[Extracted records]

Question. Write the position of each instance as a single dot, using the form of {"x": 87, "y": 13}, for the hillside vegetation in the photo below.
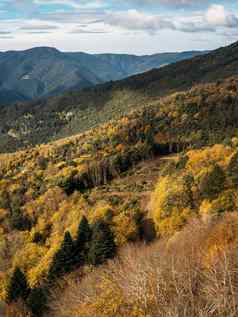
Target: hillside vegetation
{"x": 25, "y": 125}
{"x": 44, "y": 71}
{"x": 68, "y": 206}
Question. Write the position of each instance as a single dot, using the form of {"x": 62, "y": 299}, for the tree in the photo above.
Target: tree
{"x": 102, "y": 246}
{"x": 17, "y": 287}
{"x": 82, "y": 241}
{"x": 37, "y": 301}
{"x": 63, "y": 259}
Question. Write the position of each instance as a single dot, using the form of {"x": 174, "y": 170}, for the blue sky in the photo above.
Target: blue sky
{"x": 119, "y": 26}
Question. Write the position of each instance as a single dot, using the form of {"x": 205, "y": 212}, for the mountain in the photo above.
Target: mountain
{"x": 154, "y": 185}
{"x": 94, "y": 224}
{"x": 44, "y": 71}
{"x": 27, "y": 124}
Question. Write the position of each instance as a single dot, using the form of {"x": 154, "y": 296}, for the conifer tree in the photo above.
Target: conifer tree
{"x": 102, "y": 246}
{"x": 63, "y": 259}
{"x": 17, "y": 287}
{"x": 37, "y": 301}
{"x": 82, "y": 241}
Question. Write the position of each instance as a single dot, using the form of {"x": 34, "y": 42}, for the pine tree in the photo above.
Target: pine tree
{"x": 63, "y": 259}
{"x": 37, "y": 301}
{"x": 17, "y": 287}
{"x": 82, "y": 241}
{"x": 102, "y": 246}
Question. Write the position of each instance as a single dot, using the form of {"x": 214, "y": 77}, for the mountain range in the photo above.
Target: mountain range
{"x": 27, "y": 124}
{"x": 45, "y": 71}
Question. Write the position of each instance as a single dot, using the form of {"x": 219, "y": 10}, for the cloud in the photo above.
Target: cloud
{"x": 209, "y": 21}
{"x": 218, "y": 16}
{"x": 83, "y": 31}
{"x": 39, "y": 27}
{"x": 135, "y": 20}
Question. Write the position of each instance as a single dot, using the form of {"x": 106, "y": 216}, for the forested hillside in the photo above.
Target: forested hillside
{"x": 25, "y": 125}
{"x": 154, "y": 178}
{"x": 45, "y": 71}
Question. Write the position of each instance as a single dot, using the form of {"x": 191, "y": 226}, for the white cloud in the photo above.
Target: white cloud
{"x": 218, "y": 16}
{"x": 135, "y": 20}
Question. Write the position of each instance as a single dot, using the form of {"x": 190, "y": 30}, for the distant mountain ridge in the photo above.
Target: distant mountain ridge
{"x": 44, "y": 71}
{"x": 45, "y": 120}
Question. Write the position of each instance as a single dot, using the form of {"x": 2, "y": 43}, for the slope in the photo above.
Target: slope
{"x": 45, "y": 71}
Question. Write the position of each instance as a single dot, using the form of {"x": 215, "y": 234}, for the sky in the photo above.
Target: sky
{"x": 118, "y": 26}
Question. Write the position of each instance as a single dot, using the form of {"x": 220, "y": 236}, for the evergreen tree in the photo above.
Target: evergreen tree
{"x": 63, "y": 259}
{"x": 37, "y": 301}
{"x": 17, "y": 287}
{"x": 102, "y": 246}
{"x": 82, "y": 241}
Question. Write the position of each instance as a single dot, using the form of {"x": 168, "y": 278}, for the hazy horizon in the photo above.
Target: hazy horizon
{"x": 139, "y": 27}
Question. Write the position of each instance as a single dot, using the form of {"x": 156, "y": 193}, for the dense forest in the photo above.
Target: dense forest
{"x": 27, "y": 124}
{"x": 143, "y": 207}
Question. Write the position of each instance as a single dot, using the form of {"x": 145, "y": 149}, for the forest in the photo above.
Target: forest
{"x": 144, "y": 207}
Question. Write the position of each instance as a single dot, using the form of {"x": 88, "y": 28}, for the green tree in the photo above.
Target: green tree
{"x": 63, "y": 260}
{"x": 17, "y": 287}
{"x": 37, "y": 301}
{"x": 82, "y": 241}
{"x": 102, "y": 246}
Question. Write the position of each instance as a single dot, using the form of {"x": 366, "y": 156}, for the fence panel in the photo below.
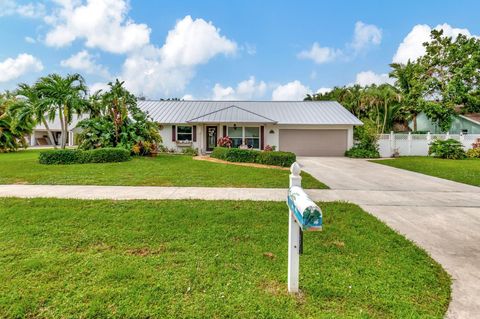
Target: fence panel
{"x": 417, "y": 144}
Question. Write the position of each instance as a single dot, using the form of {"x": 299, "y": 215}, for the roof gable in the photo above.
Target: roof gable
{"x": 231, "y": 114}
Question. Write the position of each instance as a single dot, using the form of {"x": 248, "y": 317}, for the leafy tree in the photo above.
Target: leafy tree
{"x": 28, "y": 104}
{"x": 66, "y": 95}
{"x": 117, "y": 121}
{"x": 13, "y": 128}
{"x": 450, "y": 77}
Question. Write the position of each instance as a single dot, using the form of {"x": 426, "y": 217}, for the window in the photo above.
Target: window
{"x": 236, "y": 134}
{"x": 184, "y": 133}
{"x": 249, "y": 136}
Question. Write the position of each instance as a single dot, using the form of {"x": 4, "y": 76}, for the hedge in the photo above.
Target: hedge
{"x": 284, "y": 159}
{"x": 101, "y": 155}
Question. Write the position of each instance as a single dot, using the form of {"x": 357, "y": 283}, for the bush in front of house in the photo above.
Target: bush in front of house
{"x": 284, "y": 159}
{"x": 366, "y": 145}
{"x": 448, "y": 149}
{"x": 101, "y": 155}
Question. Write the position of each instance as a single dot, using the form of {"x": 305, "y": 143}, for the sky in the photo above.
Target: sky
{"x": 221, "y": 50}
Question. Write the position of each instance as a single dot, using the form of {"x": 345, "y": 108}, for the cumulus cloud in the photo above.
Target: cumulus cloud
{"x": 28, "y": 10}
{"x": 13, "y": 68}
{"x": 245, "y": 90}
{"x": 292, "y": 91}
{"x": 365, "y": 35}
{"x": 412, "y": 48}
{"x": 369, "y": 77}
{"x": 167, "y": 70}
{"x": 319, "y": 54}
{"x": 84, "y": 61}
{"x": 102, "y": 24}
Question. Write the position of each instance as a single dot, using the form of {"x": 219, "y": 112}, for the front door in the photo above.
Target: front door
{"x": 211, "y": 138}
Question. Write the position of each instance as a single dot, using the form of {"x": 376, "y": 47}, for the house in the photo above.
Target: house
{"x": 307, "y": 128}
{"x": 465, "y": 124}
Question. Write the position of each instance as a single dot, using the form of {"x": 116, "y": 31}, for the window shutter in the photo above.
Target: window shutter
{"x": 262, "y": 137}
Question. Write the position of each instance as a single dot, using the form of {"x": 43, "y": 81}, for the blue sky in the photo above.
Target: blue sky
{"x": 221, "y": 49}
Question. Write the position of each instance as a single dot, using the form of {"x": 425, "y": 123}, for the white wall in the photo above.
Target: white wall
{"x": 417, "y": 144}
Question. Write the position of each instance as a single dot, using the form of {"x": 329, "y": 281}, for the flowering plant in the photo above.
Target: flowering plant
{"x": 225, "y": 142}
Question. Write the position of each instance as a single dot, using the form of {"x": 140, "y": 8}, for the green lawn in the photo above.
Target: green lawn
{"x": 201, "y": 259}
{"x": 464, "y": 171}
{"x": 165, "y": 170}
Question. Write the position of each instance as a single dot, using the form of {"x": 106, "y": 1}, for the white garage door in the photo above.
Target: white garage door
{"x": 314, "y": 142}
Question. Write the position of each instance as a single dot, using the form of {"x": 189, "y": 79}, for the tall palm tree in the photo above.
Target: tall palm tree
{"x": 66, "y": 94}
{"x": 28, "y": 104}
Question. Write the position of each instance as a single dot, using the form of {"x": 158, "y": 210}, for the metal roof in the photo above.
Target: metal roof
{"x": 231, "y": 114}
{"x": 281, "y": 112}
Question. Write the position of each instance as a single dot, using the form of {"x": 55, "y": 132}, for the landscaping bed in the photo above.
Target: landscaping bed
{"x": 163, "y": 170}
{"x": 464, "y": 171}
{"x": 206, "y": 259}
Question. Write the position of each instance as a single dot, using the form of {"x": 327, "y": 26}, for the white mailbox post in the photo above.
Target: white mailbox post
{"x": 304, "y": 215}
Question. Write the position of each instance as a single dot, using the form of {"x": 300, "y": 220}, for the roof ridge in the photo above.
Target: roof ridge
{"x": 225, "y": 108}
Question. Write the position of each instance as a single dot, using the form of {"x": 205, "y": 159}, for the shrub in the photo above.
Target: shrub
{"x": 450, "y": 149}
{"x": 253, "y": 156}
{"x": 358, "y": 152}
{"x": 224, "y": 141}
{"x": 284, "y": 159}
{"x": 190, "y": 151}
{"x": 366, "y": 145}
{"x": 101, "y": 155}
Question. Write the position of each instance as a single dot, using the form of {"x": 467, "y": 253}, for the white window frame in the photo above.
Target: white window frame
{"x": 191, "y": 134}
{"x": 243, "y": 134}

* _INSTRUCTIONS TO FOLLOW_:
Nothing should appear in the answer except the lines from the one with "bed in the photo above." through the final line of the records, written exactly.

* _RESULT BELOW_:
Question. Write the position of each instance as a single dot, using the form of {"x": 55, "y": 132}, for the landscaping bed in the photo above.
Target: landscaping bed
{"x": 163, "y": 170}
{"x": 464, "y": 171}
{"x": 206, "y": 259}
Question. Write the position of each instance as a single dot, using the form of {"x": 327, "y": 26}, for the white mailbox post in the photo above.
Target: white mailbox post
{"x": 304, "y": 215}
Question. Write the position of each instance as a single dot, using the form of {"x": 300, "y": 220}, for the roof ridge in the photo above.
Target: roof ridge
{"x": 225, "y": 108}
Question. Write the position of each instance as a single dot, using the form of {"x": 205, "y": 159}, for the shrub in the photo above.
Target: shrub
{"x": 450, "y": 149}
{"x": 253, "y": 156}
{"x": 358, "y": 152}
{"x": 224, "y": 141}
{"x": 284, "y": 159}
{"x": 190, "y": 151}
{"x": 366, "y": 145}
{"x": 101, "y": 155}
Question. Write the position of each instance as a single dot, using the form of {"x": 467, "y": 253}, for the white window frame in the photo above.
Target: white window frame
{"x": 191, "y": 134}
{"x": 243, "y": 134}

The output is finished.